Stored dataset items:

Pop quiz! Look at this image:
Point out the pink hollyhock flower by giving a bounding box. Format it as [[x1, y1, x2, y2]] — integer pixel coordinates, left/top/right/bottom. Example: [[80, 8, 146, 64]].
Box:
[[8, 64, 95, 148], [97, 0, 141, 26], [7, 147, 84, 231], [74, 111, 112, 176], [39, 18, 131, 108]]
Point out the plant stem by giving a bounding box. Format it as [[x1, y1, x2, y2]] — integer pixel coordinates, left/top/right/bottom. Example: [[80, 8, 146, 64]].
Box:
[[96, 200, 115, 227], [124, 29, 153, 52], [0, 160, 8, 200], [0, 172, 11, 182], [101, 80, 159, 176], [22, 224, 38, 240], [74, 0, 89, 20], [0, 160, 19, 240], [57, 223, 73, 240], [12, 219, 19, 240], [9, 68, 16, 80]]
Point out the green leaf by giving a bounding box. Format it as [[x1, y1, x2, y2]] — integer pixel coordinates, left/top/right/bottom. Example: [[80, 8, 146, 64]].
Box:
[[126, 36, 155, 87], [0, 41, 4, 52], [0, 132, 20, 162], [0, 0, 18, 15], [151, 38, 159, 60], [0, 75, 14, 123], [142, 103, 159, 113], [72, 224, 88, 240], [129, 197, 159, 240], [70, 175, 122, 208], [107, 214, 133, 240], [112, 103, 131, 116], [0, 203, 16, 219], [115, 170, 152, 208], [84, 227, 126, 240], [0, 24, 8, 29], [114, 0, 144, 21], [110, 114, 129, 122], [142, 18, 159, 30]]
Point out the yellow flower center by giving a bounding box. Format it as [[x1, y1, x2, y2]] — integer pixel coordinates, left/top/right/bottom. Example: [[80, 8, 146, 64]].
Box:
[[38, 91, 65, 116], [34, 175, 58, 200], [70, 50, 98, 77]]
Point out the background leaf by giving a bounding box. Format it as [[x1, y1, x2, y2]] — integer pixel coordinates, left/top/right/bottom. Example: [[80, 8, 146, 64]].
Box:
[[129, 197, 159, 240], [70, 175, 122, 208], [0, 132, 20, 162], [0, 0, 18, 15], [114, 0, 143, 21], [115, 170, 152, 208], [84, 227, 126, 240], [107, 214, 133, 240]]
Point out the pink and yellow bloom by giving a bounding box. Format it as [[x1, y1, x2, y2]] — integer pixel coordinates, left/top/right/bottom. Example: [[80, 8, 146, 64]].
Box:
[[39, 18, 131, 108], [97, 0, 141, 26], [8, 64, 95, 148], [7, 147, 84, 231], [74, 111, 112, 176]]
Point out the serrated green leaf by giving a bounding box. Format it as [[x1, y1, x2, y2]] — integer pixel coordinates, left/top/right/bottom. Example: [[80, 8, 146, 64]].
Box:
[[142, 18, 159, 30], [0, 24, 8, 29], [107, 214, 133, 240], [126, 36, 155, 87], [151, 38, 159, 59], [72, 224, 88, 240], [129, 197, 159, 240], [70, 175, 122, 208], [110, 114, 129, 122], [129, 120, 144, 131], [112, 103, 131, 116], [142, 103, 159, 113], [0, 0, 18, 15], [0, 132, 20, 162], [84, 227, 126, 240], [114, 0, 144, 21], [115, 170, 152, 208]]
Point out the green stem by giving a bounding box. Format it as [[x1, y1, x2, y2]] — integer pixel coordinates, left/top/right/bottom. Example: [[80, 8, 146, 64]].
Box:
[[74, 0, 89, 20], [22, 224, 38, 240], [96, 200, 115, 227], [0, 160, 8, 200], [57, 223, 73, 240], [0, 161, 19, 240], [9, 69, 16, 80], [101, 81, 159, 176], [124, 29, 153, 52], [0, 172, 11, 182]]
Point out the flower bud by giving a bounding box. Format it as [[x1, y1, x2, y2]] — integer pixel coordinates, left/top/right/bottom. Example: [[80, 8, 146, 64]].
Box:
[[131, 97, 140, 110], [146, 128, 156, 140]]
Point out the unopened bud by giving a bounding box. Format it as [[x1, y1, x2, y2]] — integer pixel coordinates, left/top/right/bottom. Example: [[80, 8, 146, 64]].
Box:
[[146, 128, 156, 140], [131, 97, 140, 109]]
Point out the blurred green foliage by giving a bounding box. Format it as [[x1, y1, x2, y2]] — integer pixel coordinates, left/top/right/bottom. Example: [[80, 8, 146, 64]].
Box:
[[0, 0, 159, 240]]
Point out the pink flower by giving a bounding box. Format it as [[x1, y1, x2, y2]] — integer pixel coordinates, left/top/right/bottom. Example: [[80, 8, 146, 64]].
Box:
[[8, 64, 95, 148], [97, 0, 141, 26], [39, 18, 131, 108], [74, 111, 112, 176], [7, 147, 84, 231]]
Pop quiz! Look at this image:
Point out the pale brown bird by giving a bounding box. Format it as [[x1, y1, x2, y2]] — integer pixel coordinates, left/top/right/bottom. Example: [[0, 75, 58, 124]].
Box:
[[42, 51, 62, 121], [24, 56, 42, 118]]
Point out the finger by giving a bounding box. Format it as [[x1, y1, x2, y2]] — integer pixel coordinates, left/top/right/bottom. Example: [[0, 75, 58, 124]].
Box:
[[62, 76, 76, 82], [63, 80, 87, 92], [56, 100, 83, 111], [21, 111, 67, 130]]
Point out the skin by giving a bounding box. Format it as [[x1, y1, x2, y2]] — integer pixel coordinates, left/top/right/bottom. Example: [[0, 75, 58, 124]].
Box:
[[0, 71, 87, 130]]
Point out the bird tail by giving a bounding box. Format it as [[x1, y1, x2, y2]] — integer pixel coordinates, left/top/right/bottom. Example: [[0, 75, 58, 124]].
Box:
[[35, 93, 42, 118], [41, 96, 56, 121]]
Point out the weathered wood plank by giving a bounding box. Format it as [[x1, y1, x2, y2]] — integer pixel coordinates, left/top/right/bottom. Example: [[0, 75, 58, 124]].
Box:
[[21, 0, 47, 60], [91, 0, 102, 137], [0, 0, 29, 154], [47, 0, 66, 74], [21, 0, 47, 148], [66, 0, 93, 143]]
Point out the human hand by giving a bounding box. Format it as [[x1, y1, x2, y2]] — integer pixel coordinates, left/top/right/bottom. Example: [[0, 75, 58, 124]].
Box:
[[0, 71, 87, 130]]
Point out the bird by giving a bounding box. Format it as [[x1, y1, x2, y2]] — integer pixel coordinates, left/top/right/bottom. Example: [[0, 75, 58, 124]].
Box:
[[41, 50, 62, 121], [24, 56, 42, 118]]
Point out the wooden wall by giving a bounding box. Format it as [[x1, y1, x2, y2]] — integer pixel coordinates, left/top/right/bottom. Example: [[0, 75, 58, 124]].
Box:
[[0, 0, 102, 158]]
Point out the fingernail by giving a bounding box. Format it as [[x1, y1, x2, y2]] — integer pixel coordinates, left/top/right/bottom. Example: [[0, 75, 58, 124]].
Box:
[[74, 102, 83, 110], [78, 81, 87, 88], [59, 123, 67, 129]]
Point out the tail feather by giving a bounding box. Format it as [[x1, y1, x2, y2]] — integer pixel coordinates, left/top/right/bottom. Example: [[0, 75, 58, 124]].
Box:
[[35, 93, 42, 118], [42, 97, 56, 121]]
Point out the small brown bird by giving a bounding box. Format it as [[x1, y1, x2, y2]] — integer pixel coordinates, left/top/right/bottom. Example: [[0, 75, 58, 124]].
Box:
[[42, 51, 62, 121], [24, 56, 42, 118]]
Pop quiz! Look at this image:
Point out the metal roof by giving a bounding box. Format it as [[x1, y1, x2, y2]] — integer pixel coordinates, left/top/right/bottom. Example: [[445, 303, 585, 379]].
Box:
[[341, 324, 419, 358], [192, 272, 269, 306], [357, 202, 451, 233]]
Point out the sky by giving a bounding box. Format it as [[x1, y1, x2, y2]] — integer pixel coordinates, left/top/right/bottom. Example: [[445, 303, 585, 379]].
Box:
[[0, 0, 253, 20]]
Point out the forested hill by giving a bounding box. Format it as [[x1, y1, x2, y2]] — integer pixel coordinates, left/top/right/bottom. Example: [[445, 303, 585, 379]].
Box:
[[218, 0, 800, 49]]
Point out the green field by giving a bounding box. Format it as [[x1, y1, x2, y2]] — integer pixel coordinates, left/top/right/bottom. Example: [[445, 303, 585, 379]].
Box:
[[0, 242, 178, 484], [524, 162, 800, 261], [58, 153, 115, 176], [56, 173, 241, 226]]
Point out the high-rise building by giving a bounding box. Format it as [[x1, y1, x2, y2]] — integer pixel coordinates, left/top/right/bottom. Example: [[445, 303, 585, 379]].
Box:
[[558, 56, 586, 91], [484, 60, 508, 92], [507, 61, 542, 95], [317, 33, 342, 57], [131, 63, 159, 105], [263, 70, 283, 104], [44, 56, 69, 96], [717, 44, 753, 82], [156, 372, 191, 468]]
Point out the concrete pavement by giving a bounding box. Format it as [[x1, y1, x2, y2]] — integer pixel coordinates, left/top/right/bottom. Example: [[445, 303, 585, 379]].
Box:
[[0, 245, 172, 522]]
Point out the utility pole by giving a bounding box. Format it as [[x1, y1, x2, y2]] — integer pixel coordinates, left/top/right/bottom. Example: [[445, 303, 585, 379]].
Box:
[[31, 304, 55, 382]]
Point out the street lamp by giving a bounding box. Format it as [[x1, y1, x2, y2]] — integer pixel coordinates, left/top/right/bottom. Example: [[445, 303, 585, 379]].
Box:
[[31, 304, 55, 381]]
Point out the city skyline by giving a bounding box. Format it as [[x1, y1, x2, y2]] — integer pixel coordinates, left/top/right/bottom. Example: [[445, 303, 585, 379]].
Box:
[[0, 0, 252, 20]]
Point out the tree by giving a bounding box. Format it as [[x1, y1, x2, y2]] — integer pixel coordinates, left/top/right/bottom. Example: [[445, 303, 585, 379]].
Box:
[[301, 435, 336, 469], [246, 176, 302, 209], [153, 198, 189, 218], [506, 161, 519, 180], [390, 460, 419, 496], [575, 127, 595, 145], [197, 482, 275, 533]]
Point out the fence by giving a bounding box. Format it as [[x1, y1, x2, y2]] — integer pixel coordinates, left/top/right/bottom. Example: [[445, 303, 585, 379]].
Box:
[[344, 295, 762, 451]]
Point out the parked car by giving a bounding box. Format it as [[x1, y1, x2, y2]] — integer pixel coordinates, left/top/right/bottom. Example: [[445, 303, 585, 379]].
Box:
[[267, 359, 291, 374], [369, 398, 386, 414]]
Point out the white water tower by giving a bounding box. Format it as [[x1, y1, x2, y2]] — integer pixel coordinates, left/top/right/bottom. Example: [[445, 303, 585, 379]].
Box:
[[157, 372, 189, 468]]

Required task:
Change "foliage" to "leaves" in the lines that start with the line containing "Point out the blurred" and end with the line containing "[[0, 0, 159, 240]]", and write out only those lines, otherwise unchanged.

Exercise result:
Point out the blurred green leaves by giving a bounding box. Format it as [[x1, y1, x2, y2]] — integer pixel coordinates, left/top/right/bottom. Example: [[80, 8, 146, 64]].
Box:
[[0, 0, 159, 240]]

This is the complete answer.